Exactly as given, repeat all of the entries.

Information given:

● ● ●

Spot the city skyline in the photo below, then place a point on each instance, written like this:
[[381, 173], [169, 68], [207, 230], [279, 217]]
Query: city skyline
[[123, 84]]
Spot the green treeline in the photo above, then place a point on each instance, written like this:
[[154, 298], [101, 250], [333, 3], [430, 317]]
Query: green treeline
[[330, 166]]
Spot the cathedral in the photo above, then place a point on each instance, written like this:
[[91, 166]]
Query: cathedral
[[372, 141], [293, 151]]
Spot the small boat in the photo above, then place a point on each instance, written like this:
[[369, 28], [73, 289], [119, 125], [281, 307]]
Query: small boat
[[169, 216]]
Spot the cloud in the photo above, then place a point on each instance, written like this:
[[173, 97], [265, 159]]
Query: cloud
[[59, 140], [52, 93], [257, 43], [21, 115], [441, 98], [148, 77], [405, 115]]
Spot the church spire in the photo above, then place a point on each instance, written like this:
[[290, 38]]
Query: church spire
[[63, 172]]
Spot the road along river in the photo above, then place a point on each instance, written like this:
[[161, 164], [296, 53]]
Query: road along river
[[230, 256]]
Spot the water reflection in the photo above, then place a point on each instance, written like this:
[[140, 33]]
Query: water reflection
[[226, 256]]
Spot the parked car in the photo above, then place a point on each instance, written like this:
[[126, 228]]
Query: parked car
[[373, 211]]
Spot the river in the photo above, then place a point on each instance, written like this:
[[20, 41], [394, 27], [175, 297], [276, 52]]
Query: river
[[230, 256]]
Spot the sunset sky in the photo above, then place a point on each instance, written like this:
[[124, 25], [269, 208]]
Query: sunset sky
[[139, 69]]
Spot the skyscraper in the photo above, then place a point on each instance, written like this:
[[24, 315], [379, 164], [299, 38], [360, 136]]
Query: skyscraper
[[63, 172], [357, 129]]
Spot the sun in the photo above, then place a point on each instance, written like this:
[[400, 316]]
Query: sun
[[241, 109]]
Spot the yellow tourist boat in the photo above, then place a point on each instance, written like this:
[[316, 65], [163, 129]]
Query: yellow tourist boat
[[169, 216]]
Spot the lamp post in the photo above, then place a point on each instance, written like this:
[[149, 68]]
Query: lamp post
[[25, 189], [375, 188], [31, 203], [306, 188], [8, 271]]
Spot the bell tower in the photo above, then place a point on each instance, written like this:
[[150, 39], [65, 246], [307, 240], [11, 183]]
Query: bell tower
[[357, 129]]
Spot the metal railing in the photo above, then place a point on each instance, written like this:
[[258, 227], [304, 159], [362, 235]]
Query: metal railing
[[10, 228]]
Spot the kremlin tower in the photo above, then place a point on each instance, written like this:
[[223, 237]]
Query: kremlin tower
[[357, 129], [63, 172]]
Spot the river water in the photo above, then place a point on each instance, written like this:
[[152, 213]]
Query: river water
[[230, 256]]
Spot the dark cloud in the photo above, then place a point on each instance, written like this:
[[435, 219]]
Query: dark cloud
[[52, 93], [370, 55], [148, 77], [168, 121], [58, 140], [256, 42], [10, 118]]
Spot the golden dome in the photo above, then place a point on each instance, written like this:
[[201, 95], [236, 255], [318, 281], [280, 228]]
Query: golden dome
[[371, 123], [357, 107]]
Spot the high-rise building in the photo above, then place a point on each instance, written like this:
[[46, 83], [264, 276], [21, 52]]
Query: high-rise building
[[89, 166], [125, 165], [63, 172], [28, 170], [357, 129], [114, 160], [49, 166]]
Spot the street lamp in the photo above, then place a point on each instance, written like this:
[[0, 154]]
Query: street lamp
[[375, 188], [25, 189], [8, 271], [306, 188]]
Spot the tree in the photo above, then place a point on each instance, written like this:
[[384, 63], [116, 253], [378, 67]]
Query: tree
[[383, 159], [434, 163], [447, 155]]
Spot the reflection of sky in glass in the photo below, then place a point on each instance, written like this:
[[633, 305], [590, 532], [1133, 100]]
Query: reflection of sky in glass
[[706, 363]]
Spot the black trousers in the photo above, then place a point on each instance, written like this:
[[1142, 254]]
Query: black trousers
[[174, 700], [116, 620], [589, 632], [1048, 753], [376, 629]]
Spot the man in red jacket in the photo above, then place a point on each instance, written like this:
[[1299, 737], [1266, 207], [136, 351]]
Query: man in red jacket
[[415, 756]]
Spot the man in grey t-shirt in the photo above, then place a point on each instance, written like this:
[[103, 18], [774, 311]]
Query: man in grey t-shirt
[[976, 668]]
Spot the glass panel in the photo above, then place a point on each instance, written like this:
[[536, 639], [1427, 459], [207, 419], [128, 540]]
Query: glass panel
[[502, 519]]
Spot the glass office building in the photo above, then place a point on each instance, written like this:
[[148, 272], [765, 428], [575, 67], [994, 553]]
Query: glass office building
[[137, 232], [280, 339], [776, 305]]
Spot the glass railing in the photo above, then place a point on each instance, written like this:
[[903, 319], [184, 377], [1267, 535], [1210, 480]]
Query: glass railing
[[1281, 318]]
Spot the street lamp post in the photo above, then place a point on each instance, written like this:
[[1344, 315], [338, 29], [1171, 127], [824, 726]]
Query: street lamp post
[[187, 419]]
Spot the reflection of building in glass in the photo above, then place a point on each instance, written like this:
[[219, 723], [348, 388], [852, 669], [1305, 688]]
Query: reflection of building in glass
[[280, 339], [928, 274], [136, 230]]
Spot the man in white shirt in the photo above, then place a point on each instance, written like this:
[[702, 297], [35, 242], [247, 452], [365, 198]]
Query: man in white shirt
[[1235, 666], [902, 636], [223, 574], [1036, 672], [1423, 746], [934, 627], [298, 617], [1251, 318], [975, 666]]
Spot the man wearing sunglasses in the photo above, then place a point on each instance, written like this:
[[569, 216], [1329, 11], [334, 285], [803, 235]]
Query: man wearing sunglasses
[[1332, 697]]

● ● ●

Completed exercise:
Spot the city skyline in the photo below, then place a point on each instance, written like this:
[[381, 173], [169, 68], [207, 230], [279, 217]]
Query: city skyline
[[123, 84]]
Spot the green treeline in the photo above, then place a point on each instance, written like this:
[[154, 298], [101, 250], [333, 3], [430, 317]]
Query: green treeline
[[330, 166]]
Spot the cathedral in the photo above, then place a point on each instance, written like this:
[[91, 166]]
Query: cathedral
[[372, 141], [293, 151]]
Spot the small boat in the photo above, then place a point on each instance, written like this:
[[369, 28], [73, 289], [119, 125], [281, 307]]
Query: small boat
[[169, 216]]
Spot the cloud in the photo above, then place a point on each instance, written like this:
[[173, 97], [265, 159]]
Query: cloud
[[59, 140], [52, 93], [257, 43], [21, 115], [441, 98], [148, 77], [405, 115]]
Spot the church spire in the photo above, then place a point on each instance, written like this:
[[290, 38]]
Query: church spire
[[63, 172]]
Spot the road along river in the photo above, then place a point on each instance, written like this:
[[161, 164], [296, 53]]
Query: road along river
[[230, 256]]
Spot the water reflection in the photo above, then place a point on each instance, written like this:
[[140, 33]]
Query: water reflection
[[226, 256]]
Spot the parked car in the photo above, then place a point on each instance, written like this:
[[126, 228]]
Query: parked car
[[373, 211]]
Spot the river in the photo above, then place a point on each instance, written like this:
[[20, 41], [394, 27], [175, 297], [276, 52]]
Query: river
[[230, 256]]
Spot the sunset sky in the photo above, then place a point on each instance, written like this:
[[124, 25], [269, 208]]
Query: sunset sky
[[139, 69]]
Spot the skyscraper in the photo above, then place a point on each instance, written like this:
[[24, 315], [379, 164], [299, 38], [360, 136]]
Query: skyscraper
[[63, 172], [357, 129]]
Spot the sun in the photo above, then place a point on each instance, written like this:
[[400, 316]]
Query: sun
[[241, 109]]
Spot the yellow tourist boat in the photo above, then place a point on each instance, written like this:
[[316, 65], [163, 129]]
Query: yellow tourist boat
[[169, 216]]
Spot the lamp post in the photo above, then place a point on each instance, written like this:
[[149, 68]]
Query: lamp post
[[25, 189], [375, 188], [31, 203], [306, 188], [8, 271]]
Spot the bell tower in the photo above, then place a point on each instance, written like this:
[[150, 39], [65, 246], [307, 240], [11, 183]]
Query: bell tower
[[357, 129]]
Spot the metal railing in the photo above, then place a point on each instance, written like this:
[[258, 227], [304, 159], [362, 235]]
Query: metal railing
[[10, 228]]
Spot the kremlin tower in the photo above, then place a point on each instance, written like this:
[[223, 237]]
Query: kremlin tower
[[357, 129], [63, 172]]
Spot the river water in the photo above, then place a point on each instance, written like this:
[[152, 213]]
Query: river water
[[230, 256]]
Spot the dark cloud in the photo above, then place a point on each instance, written like this:
[[435, 219]]
Query: dark cloud
[[52, 93], [370, 55], [148, 77], [168, 121], [58, 140], [256, 42], [10, 118]]
Spot the golden dome in the photo above, then place a point on each instance, written like this:
[[201, 95], [236, 255], [318, 281], [280, 228]]
Query: golden dome
[[371, 123], [357, 107]]
Spot the high-rise building in the photo above, then place a point on each instance, written like this:
[[46, 83], [264, 276], [21, 52]]
Query: high-rise building
[[89, 166], [125, 165], [63, 172], [28, 170], [357, 129], [114, 160], [49, 166]]
Spot the street lamp in the photo above, then place a point on each instance, written like this:
[[0, 154]]
Query: street lamp
[[375, 188], [25, 189], [8, 271], [306, 188]]
Spot the tree in the photo above, then place a point on each instance, written like this:
[[384, 63], [116, 253], [378, 67]]
Query: tree
[[383, 159], [434, 163], [447, 155]]
Spot the reflection of sky in glass in the photo below, then place a point on each instance, written like this:
[[633, 305], [590, 532], [1133, 100]]
Query: reflection of sky in glass
[[706, 363]]
Spot the black trousers in the photo above, then place a point on each instance, written like this:
[[1142, 254]]
Query: black trousers
[[174, 700], [116, 620], [589, 632], [1048, 753], [376, 629]]
Spot the man in red jacket in the photo above, then place a point on each instance, written like this:
[[1299, 737], [1266, 207], [136, 351]]
Query: man in red jacket
[[415, 756]]
Spot the man in grey t-shirt in the photo above, then place a point on each instance, written like this:
[[103, 18], [774, 311]]
Query: man in grey t-shirt
[[976, 668]]
Spot the glass panel in the photo above, then place a point on each instance, written like this:
[[536, 639], [1427, 459], [207, 419], [128, 540]]
Query: glass panel
[[502, 519]]
Spot the glass office building in the photo above, then place a point on each instance, written like this:
[[148, 272], [765, 428], [575, 67], [994, 553]]
Query: glass office building
[[137, 232], [280, 339], [776, 305]]
Spot the glass railing in the photo above, then place a point on each instance, written like this:
[[903, 319], [184, 377], [1267, 535], [1210, 480]]
Query: glass railing
[[1281, 318]]
Spot the street lamp post in the photo above, then place a point on each instance, written like this:
[[1344, 315], [338, 29], [1171, 127], [824, 726]]
Query: street lamp post
[[187, 419]]
Spot the reflection of building in glass in the photo above, then place a point on each instance, written like this:
[[219, 723], [348, 388], [852, 669], [1305, 688]]
Query: reflection of building in glass
[[280, 339], [928, 274], [136, 230]]
Spot the man in white shirt in the photo above, then place a point on each instance, written like this:
[[702, 297], [35, 242], [247, 452], [365, 198]]
Query: man in white shirt
[[1235, 666], [902, 636], [223, 574], [1036, 672], [1423, 746], [934, 627], [298, 617], [1251, 318], [975, 666]]
Spot the man wearing sunglasses in the photo above, then place a point on each instance, written like this:
[[569, 216], [1329, 11], [334, 285], [803, 235]]
Query: man wearing sunglasses
[[1332, 697]]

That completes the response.